Start of Text passage

News & Commentary

May 3, 2016

The Wall Street Journal reported on the declining union influence inside Verizon as the communications’ workers strike continues.  As the telecom industry moved its focus from landline to wireless, the company successfully resisted unionization drives by workers in its wireless division.  “We fought it tooth and nail,” said Denny Strigl, former head of the company’s wireless operations unit. “There’s a mentality that builds up in a unionized workforce that pits the union against its management. And that’s not the kind of culture that you want in a new startup.” Astonishingly, only 160 of the 40,000 striking Verizon workers come from the wireless unit.  Part of Verizon’s success at resisting unionization is historical since it inherited landline workers that had been unionized for years, while the wireless unit started in the 1990s.  Part of it, however, is also cultural and a symptom of current business culture of fissured workplaces, where most of the company’s wireless employees are retail clerks, while the company has contracted out its construction business.  More broadly, just 13% of telecom workers belong to unions, down from 21% in 2005.

After decades of shareholders gaining a bigger piece of corporations’ economic pie than workers, according to the New York TimesModest yet measurable, workers’ pay has increased to 62.6% from 61% in 2013 as a share of the national income while corporate profits have decreased from 14.2% to 12.1% over the same period.  While a large part of the story is the declining profits of the energy industry, part of it also appears to be attributable to rising wages.

End of Text passage
Start of Entries supplied

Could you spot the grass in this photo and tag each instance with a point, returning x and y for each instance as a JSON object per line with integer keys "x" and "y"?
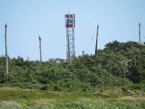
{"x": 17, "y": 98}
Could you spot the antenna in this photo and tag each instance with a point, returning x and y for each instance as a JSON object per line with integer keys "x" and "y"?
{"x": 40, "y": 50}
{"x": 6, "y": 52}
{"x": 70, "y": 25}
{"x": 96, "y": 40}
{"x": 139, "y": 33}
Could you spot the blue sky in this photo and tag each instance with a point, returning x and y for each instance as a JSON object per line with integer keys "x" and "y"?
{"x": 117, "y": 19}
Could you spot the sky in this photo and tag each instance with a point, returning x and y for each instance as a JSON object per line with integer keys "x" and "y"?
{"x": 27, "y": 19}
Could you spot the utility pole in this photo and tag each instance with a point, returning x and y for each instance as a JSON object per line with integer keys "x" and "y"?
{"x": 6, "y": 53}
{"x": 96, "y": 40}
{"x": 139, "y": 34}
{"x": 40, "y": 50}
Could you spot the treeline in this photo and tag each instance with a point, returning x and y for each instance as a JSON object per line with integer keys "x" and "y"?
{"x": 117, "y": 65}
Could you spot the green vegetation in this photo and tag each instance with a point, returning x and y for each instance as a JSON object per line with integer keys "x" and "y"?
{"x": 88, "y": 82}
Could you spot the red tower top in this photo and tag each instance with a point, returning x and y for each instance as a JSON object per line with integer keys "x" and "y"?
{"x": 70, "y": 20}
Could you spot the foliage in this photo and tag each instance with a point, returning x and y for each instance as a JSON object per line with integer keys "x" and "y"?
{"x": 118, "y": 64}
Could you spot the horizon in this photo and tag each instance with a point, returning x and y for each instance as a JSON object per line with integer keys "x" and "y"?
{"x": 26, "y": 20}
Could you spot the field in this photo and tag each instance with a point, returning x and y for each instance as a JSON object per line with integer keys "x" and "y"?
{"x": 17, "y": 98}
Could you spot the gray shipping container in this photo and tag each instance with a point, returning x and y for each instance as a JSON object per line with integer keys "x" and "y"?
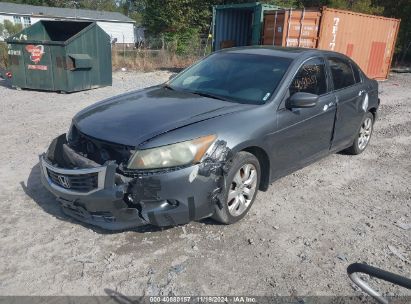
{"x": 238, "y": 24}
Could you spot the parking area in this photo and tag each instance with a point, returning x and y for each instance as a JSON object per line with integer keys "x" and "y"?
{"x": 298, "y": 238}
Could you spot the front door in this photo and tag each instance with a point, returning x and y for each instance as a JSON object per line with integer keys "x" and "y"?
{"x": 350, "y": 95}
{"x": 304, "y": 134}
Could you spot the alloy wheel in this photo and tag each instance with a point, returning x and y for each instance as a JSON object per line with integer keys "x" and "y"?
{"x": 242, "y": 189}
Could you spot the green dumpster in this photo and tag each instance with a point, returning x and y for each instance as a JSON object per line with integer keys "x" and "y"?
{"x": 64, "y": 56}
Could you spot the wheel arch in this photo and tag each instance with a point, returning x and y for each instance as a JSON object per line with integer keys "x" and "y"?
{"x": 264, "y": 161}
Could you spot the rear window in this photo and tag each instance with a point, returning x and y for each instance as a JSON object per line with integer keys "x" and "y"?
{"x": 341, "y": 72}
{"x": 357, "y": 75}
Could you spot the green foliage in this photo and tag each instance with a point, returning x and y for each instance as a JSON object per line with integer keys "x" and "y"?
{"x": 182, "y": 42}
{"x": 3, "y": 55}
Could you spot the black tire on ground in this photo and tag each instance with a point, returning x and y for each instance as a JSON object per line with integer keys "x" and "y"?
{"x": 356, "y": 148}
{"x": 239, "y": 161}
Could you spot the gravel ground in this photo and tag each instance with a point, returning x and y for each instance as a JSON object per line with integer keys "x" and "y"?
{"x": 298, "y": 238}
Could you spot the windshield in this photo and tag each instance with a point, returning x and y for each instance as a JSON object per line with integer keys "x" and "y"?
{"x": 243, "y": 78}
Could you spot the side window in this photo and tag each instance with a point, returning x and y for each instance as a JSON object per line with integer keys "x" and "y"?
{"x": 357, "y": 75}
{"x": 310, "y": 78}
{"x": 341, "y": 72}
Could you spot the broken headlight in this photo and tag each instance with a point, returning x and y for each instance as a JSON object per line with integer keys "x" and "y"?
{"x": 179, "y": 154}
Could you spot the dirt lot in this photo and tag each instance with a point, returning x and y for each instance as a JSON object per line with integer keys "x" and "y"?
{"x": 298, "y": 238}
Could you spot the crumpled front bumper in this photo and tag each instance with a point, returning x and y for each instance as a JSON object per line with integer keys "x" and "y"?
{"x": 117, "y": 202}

End of Entries supplied

- What to work on
1: From the news commentary on Verizon and union influence, reproduce the text starting with "After decades of" and going on through "to rising wages.".
2: Answer these questions using the news commentary on Verizon and union influence.
(a) How many of the 40,000 striking Verizon workers come from the wireless unit?
(b) What share of telecom workers belong to unions, and what was the share in 2005?
(c) Corporate profits decreased from what percentage to what percentage?
3: According to the news commentary on Verizon and union influence, why was Verizon successful at resisting unionization in its wireless division? Answer in one to three sentences.

- Solutions by task
1:
After decades of shareholders gaining a bigger piece of corporations’ economic pie than workers, according to the New York TimesModest yet measurable, workers’ pay has increased to 62.6% from 61% in 2013 as a share of the national income while corporate profits have decreased from 14.2% to 12.1% over the same period.  While a large part of the story is the declining profits of the energy industry, part of it also appears to be attributable to rising wages.

2:
(a) 160
(b) 13%, down from 21% in 2005
(c) From 14.2% to 12.1%

3: Part of the reason is historical. Verizon inherited landline workers who had been unionized for years, while the wireless unit only started in the 1990s. Part of it is cultural and reflects fissured workplaces, since most wireless employees are retail clerks and the company has contracted out its construction business.